**Data to use:**
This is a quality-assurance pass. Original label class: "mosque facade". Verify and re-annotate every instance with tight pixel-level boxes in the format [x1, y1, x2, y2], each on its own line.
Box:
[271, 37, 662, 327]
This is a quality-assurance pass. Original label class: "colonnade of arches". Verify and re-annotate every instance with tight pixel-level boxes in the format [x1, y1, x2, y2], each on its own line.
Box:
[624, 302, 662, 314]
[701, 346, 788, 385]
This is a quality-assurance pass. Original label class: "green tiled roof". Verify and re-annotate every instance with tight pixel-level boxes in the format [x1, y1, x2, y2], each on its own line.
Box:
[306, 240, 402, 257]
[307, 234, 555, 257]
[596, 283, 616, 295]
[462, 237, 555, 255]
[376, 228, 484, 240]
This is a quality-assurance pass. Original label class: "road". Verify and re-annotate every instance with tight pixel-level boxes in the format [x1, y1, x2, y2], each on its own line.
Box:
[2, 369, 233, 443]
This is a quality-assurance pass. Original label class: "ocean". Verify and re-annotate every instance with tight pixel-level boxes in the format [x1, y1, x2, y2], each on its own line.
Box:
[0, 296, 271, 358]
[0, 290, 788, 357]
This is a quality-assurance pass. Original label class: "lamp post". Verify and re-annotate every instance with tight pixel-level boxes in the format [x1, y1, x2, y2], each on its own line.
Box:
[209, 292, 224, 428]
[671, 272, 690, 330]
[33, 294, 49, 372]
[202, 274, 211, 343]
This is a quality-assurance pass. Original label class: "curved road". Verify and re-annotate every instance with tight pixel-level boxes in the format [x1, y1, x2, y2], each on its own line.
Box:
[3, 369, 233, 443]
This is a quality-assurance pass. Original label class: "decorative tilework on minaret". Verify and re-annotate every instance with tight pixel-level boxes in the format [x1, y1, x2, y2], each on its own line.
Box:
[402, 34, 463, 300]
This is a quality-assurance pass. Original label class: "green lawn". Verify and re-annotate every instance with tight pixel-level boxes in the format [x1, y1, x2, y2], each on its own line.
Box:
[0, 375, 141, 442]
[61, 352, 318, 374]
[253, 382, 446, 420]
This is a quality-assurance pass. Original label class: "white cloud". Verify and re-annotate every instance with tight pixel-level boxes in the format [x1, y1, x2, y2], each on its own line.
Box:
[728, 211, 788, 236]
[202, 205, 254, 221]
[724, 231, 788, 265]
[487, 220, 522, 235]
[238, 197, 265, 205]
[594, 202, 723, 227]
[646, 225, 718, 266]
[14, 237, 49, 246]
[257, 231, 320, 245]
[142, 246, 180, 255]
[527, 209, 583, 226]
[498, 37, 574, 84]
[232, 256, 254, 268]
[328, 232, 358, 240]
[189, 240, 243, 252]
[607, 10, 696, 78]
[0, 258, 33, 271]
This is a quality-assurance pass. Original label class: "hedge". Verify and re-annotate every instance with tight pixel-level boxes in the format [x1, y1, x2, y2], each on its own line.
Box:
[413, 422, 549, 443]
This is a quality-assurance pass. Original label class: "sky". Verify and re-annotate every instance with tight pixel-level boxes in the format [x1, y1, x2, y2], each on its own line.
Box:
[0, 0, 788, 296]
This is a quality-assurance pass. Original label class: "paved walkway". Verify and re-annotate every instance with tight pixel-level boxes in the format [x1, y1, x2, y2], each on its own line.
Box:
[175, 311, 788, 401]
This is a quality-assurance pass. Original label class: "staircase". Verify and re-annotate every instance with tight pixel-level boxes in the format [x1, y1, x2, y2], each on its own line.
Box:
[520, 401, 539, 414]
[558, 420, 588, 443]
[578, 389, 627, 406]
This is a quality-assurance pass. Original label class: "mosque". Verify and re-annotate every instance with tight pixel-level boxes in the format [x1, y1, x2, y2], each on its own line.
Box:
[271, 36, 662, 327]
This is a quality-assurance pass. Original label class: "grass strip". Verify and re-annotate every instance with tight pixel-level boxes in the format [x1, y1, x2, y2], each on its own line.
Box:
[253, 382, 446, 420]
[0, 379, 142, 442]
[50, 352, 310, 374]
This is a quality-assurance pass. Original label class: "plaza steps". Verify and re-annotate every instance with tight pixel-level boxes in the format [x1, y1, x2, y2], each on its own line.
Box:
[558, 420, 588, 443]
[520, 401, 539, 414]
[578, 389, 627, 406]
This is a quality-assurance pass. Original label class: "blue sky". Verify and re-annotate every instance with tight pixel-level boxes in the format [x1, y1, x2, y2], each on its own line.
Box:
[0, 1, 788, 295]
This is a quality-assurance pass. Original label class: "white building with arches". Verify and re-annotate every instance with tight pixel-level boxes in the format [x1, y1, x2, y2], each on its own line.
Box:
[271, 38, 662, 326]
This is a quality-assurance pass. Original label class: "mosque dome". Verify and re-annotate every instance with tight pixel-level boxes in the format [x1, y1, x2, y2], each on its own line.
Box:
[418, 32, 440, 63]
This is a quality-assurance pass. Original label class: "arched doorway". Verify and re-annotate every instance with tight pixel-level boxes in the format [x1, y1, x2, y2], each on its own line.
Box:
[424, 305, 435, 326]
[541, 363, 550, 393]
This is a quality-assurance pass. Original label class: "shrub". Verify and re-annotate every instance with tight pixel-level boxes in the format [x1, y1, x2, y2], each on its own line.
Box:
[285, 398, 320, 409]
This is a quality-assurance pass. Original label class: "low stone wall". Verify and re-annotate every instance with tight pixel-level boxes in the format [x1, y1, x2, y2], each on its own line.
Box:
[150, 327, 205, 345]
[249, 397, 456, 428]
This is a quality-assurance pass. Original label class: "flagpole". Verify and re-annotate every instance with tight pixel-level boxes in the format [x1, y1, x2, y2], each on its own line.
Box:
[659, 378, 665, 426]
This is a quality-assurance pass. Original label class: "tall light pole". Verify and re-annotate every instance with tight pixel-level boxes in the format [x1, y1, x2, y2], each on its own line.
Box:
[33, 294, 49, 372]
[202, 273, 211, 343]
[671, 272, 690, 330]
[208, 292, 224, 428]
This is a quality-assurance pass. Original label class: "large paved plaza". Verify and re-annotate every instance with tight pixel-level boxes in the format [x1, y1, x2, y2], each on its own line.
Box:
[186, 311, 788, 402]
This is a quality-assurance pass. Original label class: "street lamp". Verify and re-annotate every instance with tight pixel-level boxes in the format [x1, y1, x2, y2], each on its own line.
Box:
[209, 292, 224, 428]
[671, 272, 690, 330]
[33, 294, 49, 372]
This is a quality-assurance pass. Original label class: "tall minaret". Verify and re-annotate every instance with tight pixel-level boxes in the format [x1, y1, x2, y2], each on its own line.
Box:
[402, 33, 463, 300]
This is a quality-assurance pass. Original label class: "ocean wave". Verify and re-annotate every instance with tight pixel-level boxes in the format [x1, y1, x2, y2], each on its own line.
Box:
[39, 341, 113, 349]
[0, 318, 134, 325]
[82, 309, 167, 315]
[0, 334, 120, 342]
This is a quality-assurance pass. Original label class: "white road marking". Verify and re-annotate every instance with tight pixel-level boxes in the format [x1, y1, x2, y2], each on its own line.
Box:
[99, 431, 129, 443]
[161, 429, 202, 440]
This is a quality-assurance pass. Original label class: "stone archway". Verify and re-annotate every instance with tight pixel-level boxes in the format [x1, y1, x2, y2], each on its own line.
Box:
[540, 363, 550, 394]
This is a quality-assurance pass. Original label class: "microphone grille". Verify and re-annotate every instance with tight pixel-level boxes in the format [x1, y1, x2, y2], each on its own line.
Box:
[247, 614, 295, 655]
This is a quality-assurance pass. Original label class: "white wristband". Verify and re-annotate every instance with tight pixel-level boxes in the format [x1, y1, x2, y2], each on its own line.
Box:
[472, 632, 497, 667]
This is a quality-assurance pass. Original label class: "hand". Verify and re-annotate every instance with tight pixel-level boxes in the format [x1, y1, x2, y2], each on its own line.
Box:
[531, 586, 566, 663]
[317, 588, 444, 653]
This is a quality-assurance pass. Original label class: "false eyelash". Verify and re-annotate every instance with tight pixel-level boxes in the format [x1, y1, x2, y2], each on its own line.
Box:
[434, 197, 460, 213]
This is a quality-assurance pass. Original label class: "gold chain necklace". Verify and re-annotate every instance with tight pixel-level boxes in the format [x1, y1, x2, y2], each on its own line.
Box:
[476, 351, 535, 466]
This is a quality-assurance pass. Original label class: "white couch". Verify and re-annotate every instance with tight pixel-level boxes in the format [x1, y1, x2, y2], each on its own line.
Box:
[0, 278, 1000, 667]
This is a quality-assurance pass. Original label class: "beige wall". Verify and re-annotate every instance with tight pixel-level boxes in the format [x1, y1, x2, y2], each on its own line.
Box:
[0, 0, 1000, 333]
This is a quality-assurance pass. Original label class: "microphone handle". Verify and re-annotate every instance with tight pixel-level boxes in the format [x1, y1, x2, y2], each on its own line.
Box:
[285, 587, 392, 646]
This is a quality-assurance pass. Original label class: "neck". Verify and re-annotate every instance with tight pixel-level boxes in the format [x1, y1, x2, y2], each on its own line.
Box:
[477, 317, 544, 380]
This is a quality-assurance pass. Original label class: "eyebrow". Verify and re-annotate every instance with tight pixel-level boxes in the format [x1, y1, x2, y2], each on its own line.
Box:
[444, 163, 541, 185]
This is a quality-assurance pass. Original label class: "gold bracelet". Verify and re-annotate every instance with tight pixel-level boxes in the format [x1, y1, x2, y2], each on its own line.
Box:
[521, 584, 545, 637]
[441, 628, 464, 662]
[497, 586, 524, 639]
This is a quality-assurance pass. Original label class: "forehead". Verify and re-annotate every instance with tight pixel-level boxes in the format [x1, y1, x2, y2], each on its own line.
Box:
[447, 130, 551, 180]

**Goal:** Reproduce the listing from its first line through the line containing "[271, 37, 662, 327]", request line included. Multiply each box coordinate in the answers by 1.65 and round to whole numbers, with halves rounding up, but leave the numbers in the request text unchanged.

**Response below:**
This is a quality-assurance pass. Original label class: "mosque facade". Verify and re-annotate every instance with tight pixel-level boxes in the format [x1, y1, x2, y2], each on its own line.
Box:
[447, 61, 1092, 540]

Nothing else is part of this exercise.